▶ _SOURCE EXCERPT_
# # #

Malachai, Shadow Weaver Part 2 (Legendary Pink Dots)

Alan Ezust

Malachai is the continuation of the Shadow Weaver story, which as Edward
puts it, is the story of a man who is coping with his existance, while the
all-powerful super-being is "just around the corner".

A very introspective story, with biblical references galore, most of this
release was recorded at the same time as Shadow Weaver Part 1, but
finishing touches were put on the back burner for a while...

Edward states that he was inspired somewhat by Current 93 during the
recording of Malachai. As you will undoubtedly notice, it is considerably
noiser and more difficult to listen to than any of his previous releases.
I must admit that I was a little frightened by some of the sounds which
came out of my speaker as I listened to this album for the first time,
especially during the song "Encore une fois" (One more time, en anglais).
I was playing it at a fairly normal volume, but I was in a semi-conscious
state, almost drifting off to sleep. When I listen to music in this state,
it tends to permeate through my skin a little more easily, and sometimes
it regulates my heartbeat. During this song, Edward drones on about how
he's repeating himself, and all these strange sounds, ranging from guitars
distorted to sound like radio static, to the cracking and snapping of
wood or brittle plastic, to the plucking of some metallic objects, to the
distorited sounds of engines. It was very disturbing. Now whenever I
listen to it I start to feel the same way I did as I was drifting off to

The first song, Joey the Canary, is a beautiful tune, with flute and bass,
and acoustic guitar. The lyrics remind me of "Zero Zero" but a little more
up-beat. Kingdom of the Flies is a very mellow ballad with acoustic guitar
and woodwinds.

Window on the World, with the slapping sounds as precussion and the
screaming clarinet/saxophone was another very disturbing track, which was
making me feel very agitated and uneasy. I have a hard time listening to
it now.

On the Boards is kinda jazzy with a little of a bluesish sound - very hip
'n' cool.

We Bring The day, a 19-minute song, is probably one of the best reasons
for buying this disc (aside from maintaining a complete collection of LPD
music, which is still reason enough for me)... It changes moods, mixing
styles from Asylum and Golden Age, and features Patrick Q. as
guest-musician on the violin (yay!). Wonderfully spacey, but with
substance and a punch behind it. I drifted off to sleep during this one,
so I had to listen to it again when I woke up.

Pavane and Paris 4AM are quite nice instrumental tracks. Paris 4AM is 6:55
as opposed to what is indicated on the back cover, 5:55.

Overall, this is a mixed album. At least one track is guaranteed to rub
you the wrong way. It doesn't flow well as a whole. However, it does have
its moments, and is worthwhile.

mojzes%monet@VILL.EDU Thu Jun 17 02:09:41 1993

Date: Thu, 17 Jun 93 00:05:40 EDT

hi all,

i just posted this on ecto, along with a ton of other stuff,
but it seems more relevant here.

# # #

Collected data entries
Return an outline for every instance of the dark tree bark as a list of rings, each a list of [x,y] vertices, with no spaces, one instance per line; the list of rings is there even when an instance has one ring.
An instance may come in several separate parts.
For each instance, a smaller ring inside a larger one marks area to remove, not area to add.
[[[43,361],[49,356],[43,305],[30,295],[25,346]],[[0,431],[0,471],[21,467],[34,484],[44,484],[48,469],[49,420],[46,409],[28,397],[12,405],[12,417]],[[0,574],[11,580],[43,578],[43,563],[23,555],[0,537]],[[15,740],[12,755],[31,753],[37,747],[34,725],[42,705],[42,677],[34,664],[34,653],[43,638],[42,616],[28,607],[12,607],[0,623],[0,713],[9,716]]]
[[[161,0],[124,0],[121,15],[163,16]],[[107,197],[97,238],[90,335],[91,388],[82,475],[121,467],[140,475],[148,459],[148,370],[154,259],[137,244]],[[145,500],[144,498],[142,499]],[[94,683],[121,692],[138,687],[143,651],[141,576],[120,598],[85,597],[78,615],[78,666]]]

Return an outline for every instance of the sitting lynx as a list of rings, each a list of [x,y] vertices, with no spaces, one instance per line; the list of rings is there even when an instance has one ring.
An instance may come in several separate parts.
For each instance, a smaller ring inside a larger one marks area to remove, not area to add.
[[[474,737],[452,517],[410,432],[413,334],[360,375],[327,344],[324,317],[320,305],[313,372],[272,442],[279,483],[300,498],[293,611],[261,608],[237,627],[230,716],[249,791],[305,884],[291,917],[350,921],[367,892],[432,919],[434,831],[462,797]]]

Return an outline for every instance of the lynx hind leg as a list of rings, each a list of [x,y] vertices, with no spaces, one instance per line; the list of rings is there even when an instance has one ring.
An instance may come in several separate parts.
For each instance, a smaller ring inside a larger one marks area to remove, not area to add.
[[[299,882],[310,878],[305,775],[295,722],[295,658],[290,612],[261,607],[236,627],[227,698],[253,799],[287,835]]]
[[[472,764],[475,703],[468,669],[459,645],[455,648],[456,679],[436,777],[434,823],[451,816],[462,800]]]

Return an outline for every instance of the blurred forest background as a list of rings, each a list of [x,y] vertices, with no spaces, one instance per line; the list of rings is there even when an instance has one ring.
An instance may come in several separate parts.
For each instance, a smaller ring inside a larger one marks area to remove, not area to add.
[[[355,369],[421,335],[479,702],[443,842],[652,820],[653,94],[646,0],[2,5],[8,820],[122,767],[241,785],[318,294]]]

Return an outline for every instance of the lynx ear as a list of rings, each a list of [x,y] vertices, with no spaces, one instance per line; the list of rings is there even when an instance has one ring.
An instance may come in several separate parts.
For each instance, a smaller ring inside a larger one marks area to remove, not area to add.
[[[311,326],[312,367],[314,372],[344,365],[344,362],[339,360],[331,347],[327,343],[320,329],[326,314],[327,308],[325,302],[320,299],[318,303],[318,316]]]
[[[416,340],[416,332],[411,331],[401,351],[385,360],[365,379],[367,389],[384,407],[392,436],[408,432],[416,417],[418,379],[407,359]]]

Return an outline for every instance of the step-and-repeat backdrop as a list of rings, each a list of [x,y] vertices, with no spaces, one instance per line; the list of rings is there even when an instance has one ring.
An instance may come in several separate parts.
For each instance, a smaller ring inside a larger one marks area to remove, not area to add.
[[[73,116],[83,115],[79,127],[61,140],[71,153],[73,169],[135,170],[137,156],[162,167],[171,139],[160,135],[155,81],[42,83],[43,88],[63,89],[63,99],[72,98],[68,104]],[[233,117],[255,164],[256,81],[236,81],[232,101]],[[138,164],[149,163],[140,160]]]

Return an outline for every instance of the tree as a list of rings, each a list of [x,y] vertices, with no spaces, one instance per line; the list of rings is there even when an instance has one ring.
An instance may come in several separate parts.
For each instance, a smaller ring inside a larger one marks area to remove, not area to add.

# # #

▶ _THINGS TO DO_
A - Edit the Malachai review by writing it out again, starting with "Malachai is the" and going on through "time, en anglais).", with "frightened" replaced by "startled".
B - Answer these questions from the Malachai review:
(i) By whom does Edward say he was inspired while recording Malachai?
(ii) How long is the song We Bring The day?
(iii) Who plays violin as a guest musician on that song?

▶ _TASK-BY-TASK ANSWERS_
A -
Malachai is the continuation of the Shadow Weaver story, which as Edward
puts it, is the story of a man who is coping with his existance, while the
all-powerful super-being is "just around the corner".

A very introspective story, with biblical references galore, most of this
release was recorded at the same time as Shadow Weaver Part 1, but
finishing touches were put on the back burner for a while...

Edward states that he was inspired somewhat by Current 93 during the
recording of Malachai. As you will undoubtedly notice, it is considerably
noiser and more difficult to listen to than any of his previous releases.
I must admit that I was a little startled by some of the sounds which
came out of my speaker as I listened to this album for the first time,
especially during the song "Encore une fois" (One more time, en anglais).

B -
(i) Current 93
(ii) 19 minutes
(iii) Patrick Q.